- **Exercise aim**:
Repeat each line of the material below exactly as it appears, minus any pictures.

- **Materials provided**:
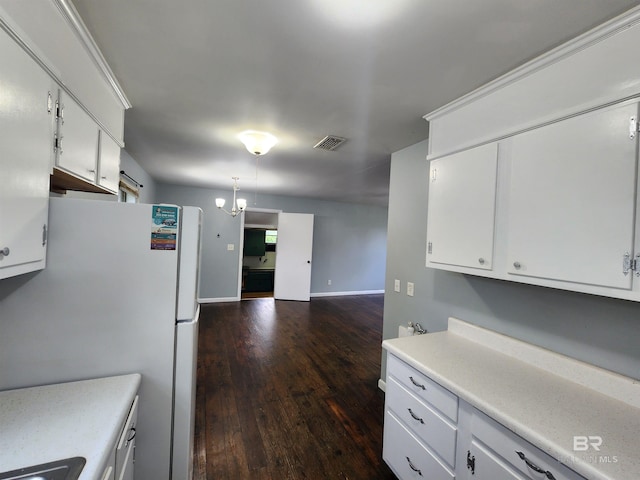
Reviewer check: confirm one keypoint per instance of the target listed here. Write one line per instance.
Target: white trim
(9, 29)
(218, 300)
(569, 48)
(74, 20)
(338, 294)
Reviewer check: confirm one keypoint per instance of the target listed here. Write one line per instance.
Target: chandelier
(238, 206)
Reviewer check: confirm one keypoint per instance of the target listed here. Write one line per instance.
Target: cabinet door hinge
(471, 462)
(57, 143)
(59, 112)
(634, 127)
(631, 264)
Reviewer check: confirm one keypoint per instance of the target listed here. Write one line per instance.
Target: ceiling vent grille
(330, 142)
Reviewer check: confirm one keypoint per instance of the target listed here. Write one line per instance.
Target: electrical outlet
(410, 289)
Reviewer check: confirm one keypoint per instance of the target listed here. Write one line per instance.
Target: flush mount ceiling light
(258, 143)
(238, 206)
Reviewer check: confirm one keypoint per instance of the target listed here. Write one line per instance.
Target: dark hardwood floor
(288, 390)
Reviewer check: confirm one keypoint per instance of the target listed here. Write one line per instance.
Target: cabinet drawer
(126, 443)
(406, 456)
(487, 434)
(423, 388)
(428, 425)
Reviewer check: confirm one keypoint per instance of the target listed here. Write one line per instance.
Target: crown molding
(72, 17)
(571, 47)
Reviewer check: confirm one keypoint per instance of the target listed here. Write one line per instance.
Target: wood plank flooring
(288, 390)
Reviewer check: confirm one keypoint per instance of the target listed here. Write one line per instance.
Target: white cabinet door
(572, 199)
(461, 210)
(26, 146)
(77, 140)
(109, 163)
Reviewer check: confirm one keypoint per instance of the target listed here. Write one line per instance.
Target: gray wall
(349, 241)
(598, 330)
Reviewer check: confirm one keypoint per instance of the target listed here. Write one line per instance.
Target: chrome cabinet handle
(415, 417)
(417, 384)
(413, 467)
(534, 467)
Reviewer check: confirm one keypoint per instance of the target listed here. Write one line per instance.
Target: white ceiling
(198, 72)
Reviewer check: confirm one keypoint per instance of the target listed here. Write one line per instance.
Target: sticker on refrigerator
(164, 227)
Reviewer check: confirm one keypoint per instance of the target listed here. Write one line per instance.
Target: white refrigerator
(118, 295)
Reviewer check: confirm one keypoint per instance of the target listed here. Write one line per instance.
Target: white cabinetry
(430, 433)
(26, 129)
(420, 425)
(462, 195)
(489, 451)
(83, 151)
(109, 163)
(563, 151)
(572, 199)
(76, 140)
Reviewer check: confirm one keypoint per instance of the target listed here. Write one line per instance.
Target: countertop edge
(567, 457)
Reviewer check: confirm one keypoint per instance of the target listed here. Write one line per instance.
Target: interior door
(293, 257)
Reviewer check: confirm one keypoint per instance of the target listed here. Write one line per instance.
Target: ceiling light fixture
(238, 205)
(258, 143)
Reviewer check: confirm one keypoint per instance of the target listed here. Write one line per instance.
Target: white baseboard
(339, 294)
(219, 300)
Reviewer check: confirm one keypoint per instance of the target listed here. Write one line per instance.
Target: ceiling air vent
(330, 142)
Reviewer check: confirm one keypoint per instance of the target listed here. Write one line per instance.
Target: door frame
(241, 242)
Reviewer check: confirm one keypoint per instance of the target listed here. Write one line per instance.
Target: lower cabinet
(420, 425)
(430, 433)
(490, 451)
(122, 456)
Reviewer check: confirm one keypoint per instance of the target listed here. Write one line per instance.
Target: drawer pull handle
(415, 417)
(417, 384)
(413, 467)
(534, 467)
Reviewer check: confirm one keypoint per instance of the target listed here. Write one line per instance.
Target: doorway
(259, 253)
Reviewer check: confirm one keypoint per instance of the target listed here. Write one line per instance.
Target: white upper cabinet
(572, 199)
(77, 140)
(462, 194)
(26, 132)
(109, 163)
(534, 176)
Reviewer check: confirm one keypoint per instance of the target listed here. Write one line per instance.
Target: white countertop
(53, 422)
(534, 393)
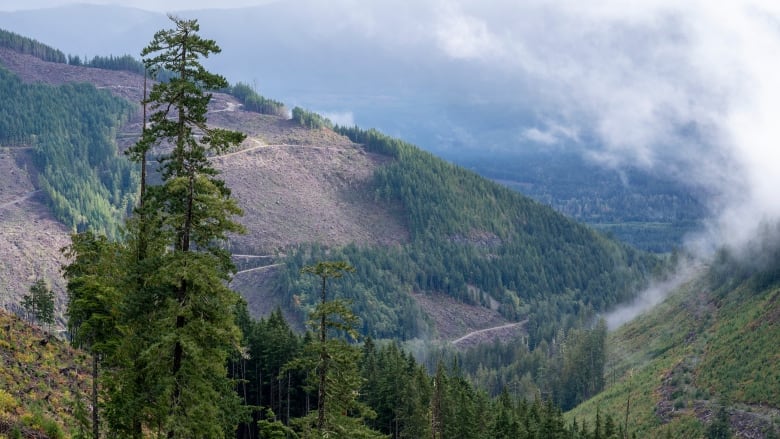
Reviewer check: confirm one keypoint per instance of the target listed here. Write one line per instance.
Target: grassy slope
(44, 383)
(709, 344)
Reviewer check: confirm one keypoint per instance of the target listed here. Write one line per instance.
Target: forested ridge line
(71, 129)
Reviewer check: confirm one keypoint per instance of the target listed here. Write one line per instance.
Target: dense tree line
(476, 241)
(645, 210)
(309, 119)
(175, 353)
(405, 398)
(29, 46)
(72, 129)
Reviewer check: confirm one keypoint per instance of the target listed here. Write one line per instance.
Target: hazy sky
(687, 88)
(150, 5)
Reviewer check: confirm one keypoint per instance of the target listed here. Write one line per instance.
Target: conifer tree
(179, 316)
(93, 295)
(339, 412)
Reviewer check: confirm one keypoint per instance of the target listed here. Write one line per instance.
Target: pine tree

- **Answer to the problem**:
Reviewer check: confirm one keypoint per instance of the target listed here. Write one line per instance.
Target: white trim
(9, 29)
(218, 300)
(569, 48)
(74, 20)
(338, 294)
Reviewer check: confirm one keypoint per instance of the target listed here. Write one line per instance.
Target: chandelier
(238, 206)
Reviewer check: confirm one keypoint per instance of the target listed here. Write one line per instance.
Target: cabinet door hinge
(471, 462)
(57, 143)
(59, 112)
(634, 127)
(631, 264)
Reviewer check: confirm one keypoint per instance of the target listed here. Write one line per instance.
Target: ceiling vent grille
(330, 142)
Reviewer check: confirm one keypoint per instance of the target listed here. Write one line per instance.
Target: electrical outlet
(410, 289)
Reviewer check: confirm one keypoint per instance of the target listed here. Write one line per instance.
Target: flush mount ceiling light
(258, 143)
(238, 206)
Reviewer check: confirm one keypoint per instance of the target listed here. Write one line per instance.
Target: dark hardwood floor
(288, 390)
Reviewer check: confirm one keypoint per instance of the target listed here. Write one line per instance.
Target: cabinet drawer
(126, 443)
(406, 456)
(487, 434)
(423, 388)
(428, 425)
Reviewer check: confirm one keypoint per instance of the target listed here. Write one line per instance.
Target: crown molding
(72, 17)
(571, 47)
Reviewer check: confirm one keypoint per instance of the target listed here. Write one line per instance.
Target: wood plank flooring
(288, 390)
Reviewer check: confirm one keypoint per instance of the target listed here. Write one line per instance.
Target: white cabinet door
(572, 199)
(461, 210)
(26, 146)
(77, 140)
(109, 163)
Reviewer check: confirm one keypoint per instance of the target listed here. Write one line per instance.
Target: gray wall
(349, 241)
(598, 330)
Reviewer check: confirm one keypoint per instance of the target listed here. Write one line per instance.
Target: chrome cabinet handle
(415, 417)
(417, 384)
(413, 467)
(534, 467)
Reviewer check: confirm one keypoint per instance of the target listed here. Write one line per instance.
Target: white ceiling
(198, 72)
Reviewer check: confirm one keypoint per instance of the target listed here. Write one line per instance.
Target: sticker on refrigerator
(164, 227)
Reviewer check: confirm one keypoint per instance of the target listed here. Write one line per instance.
Target: white refrigerator
(118, 295)
Reviewer check: confirm one keypoint per instance of the target listed here. Write one line per instance.
Target: white cabinetry
(430, 433)
(26, 129)
(420, 425)
(462, 195)
(489, 451)
(83, 151)
(109, 163)
(563, 151)
(572, 199)
(76, 140)
Reviewer check: confirm one keypoint per instance of the target listed here. Write one line per instance.
Target: countertop edge
(567, 457)
Reviewer check: confirm one keypoint per instance of the target listed here. Write one line per instance.
Target: interior door
(293, 257)
Reviewer check: confirm one keypoint per instance of the target listed here. Write one line per instance.
Target: ceiling light fixture
(238, 205)
(258, 143)
Reviewer check: confirm one keypoint per instance of the target listed here. Write one line per instance.
Target: white baseboard
(339, 294)
(219, 300)
Reviewer check: confirm one keypoint per instance of the target listed here. Write one line per instance.
Target: ceiling air vent
(330, 142)
Reviewer check: confirm one keypoint per instance of the target listed here. Write one line per instance.
Target: door frame
(241, 242)
Reviewer check: confirm one keypoint per instance of the target listed here. Write one line per instance.
Target: lower cabinet
(420, 425)
(430, 433)
(490, 451)
(122, 456)
Reviewer check: confirm one keypoint per instance of the target listed here. Write one line per instance.
Target: drawer pull handle
(415, 417)
(417, 384)
(413, 467)
(534, 467)
Reviewer check: confirm one keypoint per instance of the target listed here. Write one line per instance.
Target: doorway
(259, 253)
Reviewer check: confirm one keypoint per instance of the target listed here. Write one line per instance.
Target: white upper cabinet
(572, 199)
(77, 140)
(462, 194)
(26, 132)
(109, 163)
(534, 176)
Reviewer check: confirm one keypoint per instance of the target listed here. Write one line per instance.
Target: white countertop
(53, 422)
(534, 393)
Reviewer check: confirm one keypoint per instance of the target listed here. Write one line per instance.
Target: grassy slope
(44, 383)
(709, 344)
Reviewer check: confirm one keypoint per instance of the target listed here. Write one line per instance.
Target: forested ridge line
(71, 129)
Reviewer check: confirm one keypoint per instance of the target listed here. Write one line per instance.
Target: dense tree line
(476, 241)
(645, 210)
(309, 119)
(175, 353)
(405, 398)
(29, 46)
(72, 129)
Reviewer check: confirm one keypoint per instance of the target listed here. Write one line per instance.
Target: hazy sky
(687, 88)
(150, 5)
Reviewer check: confirm one keypoint per instance of the target listed here. Write one line per instance.
Target: conifer tree
(179, 316)
(93, 295)
(339, 412)
Reviewer check: confirm one keypoint per instance of the target listed here. Write one line per instance.
Target: pine tree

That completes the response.